→ **WHAT YOU ARE ASKED TO DO**
Tally the lines of the data that include the word "brick". Only the number is to be returned.

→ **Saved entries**

● ● ● ● ● ● ●

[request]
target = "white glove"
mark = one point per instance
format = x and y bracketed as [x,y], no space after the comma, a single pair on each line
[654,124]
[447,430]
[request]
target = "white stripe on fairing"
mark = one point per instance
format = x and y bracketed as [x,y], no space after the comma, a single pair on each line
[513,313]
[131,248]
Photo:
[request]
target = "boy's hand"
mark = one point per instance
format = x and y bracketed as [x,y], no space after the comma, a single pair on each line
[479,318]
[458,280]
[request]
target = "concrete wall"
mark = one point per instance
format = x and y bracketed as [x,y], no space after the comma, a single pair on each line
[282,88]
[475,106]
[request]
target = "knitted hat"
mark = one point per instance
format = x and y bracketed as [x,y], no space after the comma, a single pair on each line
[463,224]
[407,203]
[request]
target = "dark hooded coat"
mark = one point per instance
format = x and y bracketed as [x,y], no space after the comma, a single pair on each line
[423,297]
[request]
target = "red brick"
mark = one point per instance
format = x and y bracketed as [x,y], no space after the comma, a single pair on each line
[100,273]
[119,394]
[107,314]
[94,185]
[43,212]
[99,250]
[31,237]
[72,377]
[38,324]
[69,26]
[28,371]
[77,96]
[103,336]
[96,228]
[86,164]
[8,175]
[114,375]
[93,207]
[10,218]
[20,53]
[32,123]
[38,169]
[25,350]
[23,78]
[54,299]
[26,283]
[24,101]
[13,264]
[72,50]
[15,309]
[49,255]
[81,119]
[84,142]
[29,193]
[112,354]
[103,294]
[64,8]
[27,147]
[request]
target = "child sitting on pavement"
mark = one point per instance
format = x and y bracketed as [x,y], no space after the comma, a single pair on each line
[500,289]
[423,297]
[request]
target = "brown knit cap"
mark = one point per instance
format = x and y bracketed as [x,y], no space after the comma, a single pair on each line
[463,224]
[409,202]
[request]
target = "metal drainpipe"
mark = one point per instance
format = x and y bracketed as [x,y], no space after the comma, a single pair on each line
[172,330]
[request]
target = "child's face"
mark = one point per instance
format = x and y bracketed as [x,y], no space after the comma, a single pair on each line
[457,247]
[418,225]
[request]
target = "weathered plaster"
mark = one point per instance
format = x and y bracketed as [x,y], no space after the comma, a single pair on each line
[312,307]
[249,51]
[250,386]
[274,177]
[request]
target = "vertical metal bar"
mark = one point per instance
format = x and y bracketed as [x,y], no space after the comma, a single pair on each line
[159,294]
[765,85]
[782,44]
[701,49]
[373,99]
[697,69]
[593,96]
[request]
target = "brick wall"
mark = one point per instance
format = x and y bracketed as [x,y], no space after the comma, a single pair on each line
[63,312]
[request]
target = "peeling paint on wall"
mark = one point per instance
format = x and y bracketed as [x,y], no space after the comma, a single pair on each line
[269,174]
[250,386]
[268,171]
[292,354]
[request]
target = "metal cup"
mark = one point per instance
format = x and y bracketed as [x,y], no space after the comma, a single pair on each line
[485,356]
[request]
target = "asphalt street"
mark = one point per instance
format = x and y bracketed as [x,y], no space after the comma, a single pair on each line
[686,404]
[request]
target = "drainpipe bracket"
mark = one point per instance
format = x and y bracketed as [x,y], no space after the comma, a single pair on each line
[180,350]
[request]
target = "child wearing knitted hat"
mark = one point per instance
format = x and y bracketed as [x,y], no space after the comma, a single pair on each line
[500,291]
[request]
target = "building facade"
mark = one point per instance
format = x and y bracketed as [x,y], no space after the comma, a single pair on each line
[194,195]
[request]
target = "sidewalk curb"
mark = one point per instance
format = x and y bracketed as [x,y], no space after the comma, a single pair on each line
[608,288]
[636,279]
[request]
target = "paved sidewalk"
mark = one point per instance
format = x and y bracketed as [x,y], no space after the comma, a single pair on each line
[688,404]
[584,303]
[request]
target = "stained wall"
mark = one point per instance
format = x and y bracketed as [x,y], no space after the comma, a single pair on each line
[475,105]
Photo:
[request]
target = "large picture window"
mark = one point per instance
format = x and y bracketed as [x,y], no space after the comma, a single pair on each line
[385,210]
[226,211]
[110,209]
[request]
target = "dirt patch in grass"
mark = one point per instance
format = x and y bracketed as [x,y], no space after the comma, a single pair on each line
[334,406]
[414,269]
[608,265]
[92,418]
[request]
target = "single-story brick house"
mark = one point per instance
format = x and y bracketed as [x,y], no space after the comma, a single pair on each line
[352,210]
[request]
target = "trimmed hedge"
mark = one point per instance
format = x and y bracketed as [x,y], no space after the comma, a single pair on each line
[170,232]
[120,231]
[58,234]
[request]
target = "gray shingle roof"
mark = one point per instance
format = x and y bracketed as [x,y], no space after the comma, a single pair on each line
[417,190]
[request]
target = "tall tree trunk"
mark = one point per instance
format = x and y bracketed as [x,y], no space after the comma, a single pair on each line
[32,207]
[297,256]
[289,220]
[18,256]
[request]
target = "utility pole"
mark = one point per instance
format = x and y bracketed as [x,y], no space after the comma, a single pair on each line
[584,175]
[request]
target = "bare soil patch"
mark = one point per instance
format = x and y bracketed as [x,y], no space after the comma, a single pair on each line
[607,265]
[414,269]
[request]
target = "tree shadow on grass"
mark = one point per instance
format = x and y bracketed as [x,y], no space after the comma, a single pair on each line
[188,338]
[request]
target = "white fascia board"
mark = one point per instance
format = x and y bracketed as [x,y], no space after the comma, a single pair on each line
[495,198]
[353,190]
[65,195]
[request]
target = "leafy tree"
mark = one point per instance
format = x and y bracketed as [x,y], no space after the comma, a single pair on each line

● ● ● ● ● ● ●

→ **SOLUTION**
3